India won its freedom on 15th August 1947 and the brave deed of these eleven freedom fighters faded from people’s memories. This was perhaps further helped by their attitude that they did what they had to, for their commitment to the cause of the freedom of their nation and sought neither public acknowledgement nor accolade for their sacrifices. Sometime in the late 1960s, nearly a decade and a half after the incident had taken place, eminent Assamese littérateur Birendra Kumar Bhattacharyya learnt about it quite accidentally and awe-struck by the sheer audacity of the deed, immediately rushed to Mayong on the banks of the Kalang to get a detailed account of the exploit from none other than the man instrumental in planning and executing it, Mahadananda Deva Goswami, popularly known to all as Mahada Gosain, who was also an immensely respected Vaishnavite ascetic. Bhattacharyya dramatized and fictionalized this true story in his novel “Mritunjay” which was first published in 1970 and immediately caught the public’s imagination and earned critical acclaim. When in 1979, Bhattacharyya was awarded the immensely prestigious Janapith Award, the first Assamese to have received it, for this novel, Mritunjay and the deeds of Mahada Gosain and his comrades forever became part of literary history. Even though the novel and the award brought widespread publicity to this incident and helped find its place in the popular memory of the freedom struggle in Assam, precious little has been written or is known about the life and activities of Mahada Gosain and his ten comrades in the mainstream discourses of the freedom struggle or by the public outside Assam.

Their story, sadly, is not the only one about the freedom struggle which is fast disappearing from our collective memories, unacknowledged and unsung. Therefore, when the Strategic Research & Analysis Organisation began its panoramic programme for re-exploring South and Southeast Asian History called “Reviving Forgotten Histories” in late 2007, the many ‘undocumented’ or marginalized narratives of this epic struggle for freedom in the region of India’s North East, which is still struggling with the challenges of ethnicity and nation building, became an immensely important thematic component of the programme and owing to the nature of these narratives, oral history became an indispensable tool to explore, record and interpret them. On the 67th anniversary of this incident, we at the Strategic Research & Analysis Organisation humbly pay our homage to the eleven freedom fighters by recounting “their story” of the Panikhaiti train derailment.

The Background

The fall of Singapore on 17th February, 1942 and the subsequent fall of Rangoon on 7th March 1942 to the Japanese during World War II compelled the Allied Forces in Burma (now Myanmar), mostly British, Indian and some Burmese and Chinese colonial troops, to retreat into India to make a stand against the advancing Japanese forces. Fortunes of war and military exigencies suddenly turned the region of India’s North East from a sleepy, tea-growing and timber trading outpost of the British Empire in India into a strategic frontline in the China-Burma-India (CBI) theatre of the war in Asia-Pacific, discussed, planned and debated about in the war-rooms in the distant capitals of Washington, London or Chunking. The need to reinforce the frontline against the Japanese onslaught necessitated a enormous military buildup, moving in company after company of fresh troops and the supplies necessary to keep them fighting. For a region with very poor communication infrastructure, the few motorable roads over long distances and the meter gauge railway that ran through the length of Assam became life-lines for the Allied war effort and their expansion and protection an indispensable priority.

(Data items)
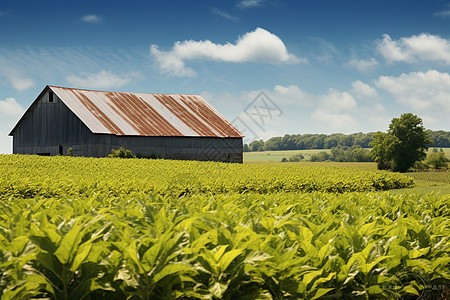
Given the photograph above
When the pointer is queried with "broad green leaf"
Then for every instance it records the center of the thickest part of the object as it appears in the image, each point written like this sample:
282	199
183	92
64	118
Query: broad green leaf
418	253
228	258
321	292
172	269
310	276
306	234
366	268
218	289
70	243
80	256
220	252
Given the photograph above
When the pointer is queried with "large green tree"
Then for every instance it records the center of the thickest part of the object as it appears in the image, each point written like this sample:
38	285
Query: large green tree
405	143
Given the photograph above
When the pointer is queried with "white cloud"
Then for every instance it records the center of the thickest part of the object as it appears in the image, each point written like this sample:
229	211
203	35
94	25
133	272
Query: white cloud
363	65
443	13
10	113
338	122
423	92
223	14
256	46
92	18
337	102
422	47
20	83
102	80
249	3
362	90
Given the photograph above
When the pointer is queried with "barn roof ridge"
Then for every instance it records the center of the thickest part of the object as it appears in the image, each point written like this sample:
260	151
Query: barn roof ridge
104	91
142	114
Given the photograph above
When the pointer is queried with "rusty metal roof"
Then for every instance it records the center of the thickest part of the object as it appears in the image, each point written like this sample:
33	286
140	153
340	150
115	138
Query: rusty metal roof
142	114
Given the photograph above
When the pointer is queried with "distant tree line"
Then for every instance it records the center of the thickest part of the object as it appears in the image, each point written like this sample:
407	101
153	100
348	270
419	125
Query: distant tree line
441	139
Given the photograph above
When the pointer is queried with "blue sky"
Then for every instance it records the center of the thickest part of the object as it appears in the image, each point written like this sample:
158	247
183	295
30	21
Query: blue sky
323	66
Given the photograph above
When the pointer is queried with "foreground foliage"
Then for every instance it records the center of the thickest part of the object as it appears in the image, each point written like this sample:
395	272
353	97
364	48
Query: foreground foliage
279	246
79	228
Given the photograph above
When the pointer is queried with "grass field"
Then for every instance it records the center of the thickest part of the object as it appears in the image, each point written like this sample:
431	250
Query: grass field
87	228
277	156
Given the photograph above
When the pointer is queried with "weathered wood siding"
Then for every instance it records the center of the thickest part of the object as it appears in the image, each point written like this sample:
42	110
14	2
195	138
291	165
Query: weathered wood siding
50	128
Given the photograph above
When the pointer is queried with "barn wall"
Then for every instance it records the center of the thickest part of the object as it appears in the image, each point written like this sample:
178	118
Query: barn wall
51	127
47	127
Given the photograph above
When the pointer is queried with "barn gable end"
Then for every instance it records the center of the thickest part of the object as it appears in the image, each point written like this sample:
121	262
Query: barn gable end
92	123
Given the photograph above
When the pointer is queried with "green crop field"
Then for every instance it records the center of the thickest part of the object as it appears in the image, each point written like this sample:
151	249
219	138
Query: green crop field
277	156
89	228
264	156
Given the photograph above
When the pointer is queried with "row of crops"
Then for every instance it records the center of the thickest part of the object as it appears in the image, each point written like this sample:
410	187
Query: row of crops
28	176
78	228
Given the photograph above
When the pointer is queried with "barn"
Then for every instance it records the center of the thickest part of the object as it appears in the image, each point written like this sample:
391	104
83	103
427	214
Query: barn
92	123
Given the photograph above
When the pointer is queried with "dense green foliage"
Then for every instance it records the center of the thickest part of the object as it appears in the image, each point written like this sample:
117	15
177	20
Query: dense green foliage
323	141
121	153
405	143
25	176
86	228
436	160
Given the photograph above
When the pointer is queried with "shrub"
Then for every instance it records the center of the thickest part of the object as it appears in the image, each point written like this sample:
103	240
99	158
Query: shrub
436	160
121	153
297	157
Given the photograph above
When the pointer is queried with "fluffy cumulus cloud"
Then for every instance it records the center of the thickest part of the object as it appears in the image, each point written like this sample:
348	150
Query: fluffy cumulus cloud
256	46
363	65
423	92
249	3
101	80
443	13
422	47
10	113
92	18
20	83
363	90
223	14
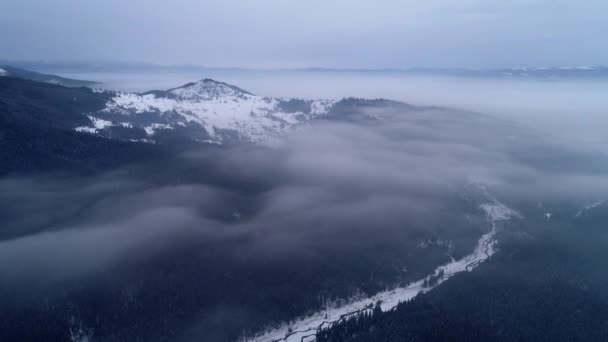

TASK: List the distant capitals named in the passage on the Panikhaiti train derailment as places where the region's role in the war was discussed, planned and debated.

ANSWER TO THIS PROBLEM: Washington, London, Chunking